▶ GIVEN RECORDS
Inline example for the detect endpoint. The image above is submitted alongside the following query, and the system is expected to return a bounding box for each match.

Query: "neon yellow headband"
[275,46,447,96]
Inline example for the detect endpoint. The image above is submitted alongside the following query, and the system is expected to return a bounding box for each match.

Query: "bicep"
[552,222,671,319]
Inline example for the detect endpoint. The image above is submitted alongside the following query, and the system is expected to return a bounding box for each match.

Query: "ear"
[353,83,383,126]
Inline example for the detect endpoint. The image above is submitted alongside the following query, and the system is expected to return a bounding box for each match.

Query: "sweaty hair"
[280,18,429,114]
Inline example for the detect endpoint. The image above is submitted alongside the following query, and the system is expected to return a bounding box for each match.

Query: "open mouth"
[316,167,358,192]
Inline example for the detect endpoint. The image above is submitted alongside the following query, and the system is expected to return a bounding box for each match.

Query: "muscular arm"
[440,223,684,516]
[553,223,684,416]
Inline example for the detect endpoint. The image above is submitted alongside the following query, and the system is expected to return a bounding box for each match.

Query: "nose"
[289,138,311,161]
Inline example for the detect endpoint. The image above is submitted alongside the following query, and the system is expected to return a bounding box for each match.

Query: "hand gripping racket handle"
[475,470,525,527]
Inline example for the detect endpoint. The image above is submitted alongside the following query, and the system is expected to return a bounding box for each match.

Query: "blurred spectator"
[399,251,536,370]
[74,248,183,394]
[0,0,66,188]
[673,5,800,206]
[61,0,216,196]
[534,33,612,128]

▶ EXERCISE BRIEF
Write out all the items above again, switching "detect endpoint" to "detection endpoint" wherever it occurs and leaving everything else unchanged.

▶ SOLVED PROBLEM
Inline example for the detection endpoint. The image above is submitted alongside the following query, and the system is expected to return a bounding box for each match.

Query: "neon yellow headband"
[275,46,447,96]
Inline example for the detection endpoint. The image above is submitted alongside the following query, and the system is expected to return a bounding box for each match.

Query: "bicep"
[552,222,671,319]
Inline example for the detection endpoint. The image above is submitted alongside the following query, and the system is expected to return a bounding box for each match.

Query: "ear"
[353,83,383,126]
Inline example for the detection endpoint. The image above is submitted alongside the following query, and the system is expected to return a bounding box for each match.

Query: "sweaty hair"
[280,18,429,114]
Inline example for the detection endpoint. The image above is submitted alongside the following query, and the system is expected to return a bounding box for each match.

Query: "open mouth"
[316,167,358,192]
Inline example for the detection endpoint. The image above is submitted alongside the following query, and the system is expected to return a bounding box for each match.

Query: "muscular arm"
[440,223,684,516]
[553,223,684,416]
Inline example for the detection endpoint. The image above is submitted alongside the following query, and the system is expected to return a bounding box for each match.

Query: "nose"
[289,138,311,161]
Inline example for the detection endpoint. The image above is submitted alongside the following query, and the system is expected to return a bounding box for each match.

Query: "hand gripping racket handle"
[475,470,525,527]
Inline example for the detection endpoint. The image above is submitted alongside the following query, and the system is expected to return a bounding box for each match.

Query: "blurred spectator"
[399,251,536,370]
[74,248,183,394]
[0,0,66,188]
[673,5,800,206]
[61,0,216,196]
[534,33,612,128]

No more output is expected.